Switch every "indicate" in the entries below to "mark" and reproduce the lines with everything else unchanged.

- **RECORDED INFORMATION**:
==================================================

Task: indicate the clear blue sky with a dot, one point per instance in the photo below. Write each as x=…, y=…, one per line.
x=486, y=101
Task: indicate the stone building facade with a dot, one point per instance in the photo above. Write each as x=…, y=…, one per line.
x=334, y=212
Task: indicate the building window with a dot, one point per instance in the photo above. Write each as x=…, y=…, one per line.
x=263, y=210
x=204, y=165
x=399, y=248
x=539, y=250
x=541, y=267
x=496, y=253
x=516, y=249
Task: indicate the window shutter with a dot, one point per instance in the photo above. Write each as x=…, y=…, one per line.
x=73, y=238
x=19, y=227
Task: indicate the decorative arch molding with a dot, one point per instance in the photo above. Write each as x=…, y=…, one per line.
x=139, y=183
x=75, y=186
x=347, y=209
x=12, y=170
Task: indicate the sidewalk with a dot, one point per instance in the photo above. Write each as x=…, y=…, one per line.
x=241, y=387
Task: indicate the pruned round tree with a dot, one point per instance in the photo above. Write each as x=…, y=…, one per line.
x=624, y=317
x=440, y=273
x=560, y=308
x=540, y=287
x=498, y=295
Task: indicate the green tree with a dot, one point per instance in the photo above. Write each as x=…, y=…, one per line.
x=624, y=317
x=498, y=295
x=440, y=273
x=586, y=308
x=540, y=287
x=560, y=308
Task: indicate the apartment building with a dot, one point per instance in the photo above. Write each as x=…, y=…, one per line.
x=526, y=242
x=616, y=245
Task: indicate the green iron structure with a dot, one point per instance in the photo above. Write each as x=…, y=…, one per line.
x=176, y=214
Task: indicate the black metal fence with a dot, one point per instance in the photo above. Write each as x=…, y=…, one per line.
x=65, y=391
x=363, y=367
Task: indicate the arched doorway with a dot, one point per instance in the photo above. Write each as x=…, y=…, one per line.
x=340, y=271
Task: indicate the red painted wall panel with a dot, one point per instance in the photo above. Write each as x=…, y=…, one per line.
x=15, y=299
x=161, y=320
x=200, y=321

==================================================

- **THE REPLY**:
Task: mark the clear blue sky with a dot, one point per instance in the photo below. Write each as x=…, y=…, one per line.
x=486, y=101
Task: mark the stone building facade with a dot, one point per instance in the photo above. Write each as x=…, y=…, one per line.
x=334, y=212
Task: mark the building window with a dot, one point per instance in the photo above. Write each as x=…, y=…, one per line.
x=263, y=210
x=204, y=165
x=399, y=248
x=539, y=250
x=541, y=267
x=496, y=253
x=516, y=249
Task: mark the window shutter with a dot, one point per instance in the photo above. Write each as x=…, y=…, one per line.
x=73, y=238
x=19, y=227
Task: mark the decorative arch molding with a dot, one point per instance in the photo above. Write each as x=…, y=…, one per line.
x=139, y=183
x=75, y=186
x=347, y=209
x=12, y=170
Task: mark the sidewalk with a dot, one point per instance in the photo above. Write each as x=…, y=…, one per line.
x=241, y=387
Task: mark the pruned round tree with a dot, one point per instance in the photo above. Write each as x=…, y=…, one per line.
x=624, y=317
x=440, y=273
x=560, y=308
x=540, y=287
x=498, y=295
Task: mark the green tree with a dot, one point per instance in the photo above. Write each as x=…, y=…, one per line.
x=624, y=317
x=498, y=295
x=440, y=273
x=586, y=308
x=540, y=287
x=560, y=308
Task: mark the apartment building with a dot, one point per instance in the photo above. Write each as x=…, y=…, one per line.
x=526, y=242
x=616, y=245
Task: mark the green iron structure with a dot, one point per instance in the photo above. Write each as x=…, y=…, one per line.
x=176, y=214
Task: mark the black metal fence with a dot, one point per instance in the photo above. Write each as x=…, y=…, one per line.
x=65, y=391
x=363, y=367
Task: mark the arched doorway with a dot, one point per instance in the photo above. Write each as x=…, y=…, one per line.
x=340, y=271
Task: mark the red painted wall panel with a dot, one point per instance in the photo above. Write each as x=…, y=…, one per line.
x=15, y=299
x=161, y=320
x=200, y=321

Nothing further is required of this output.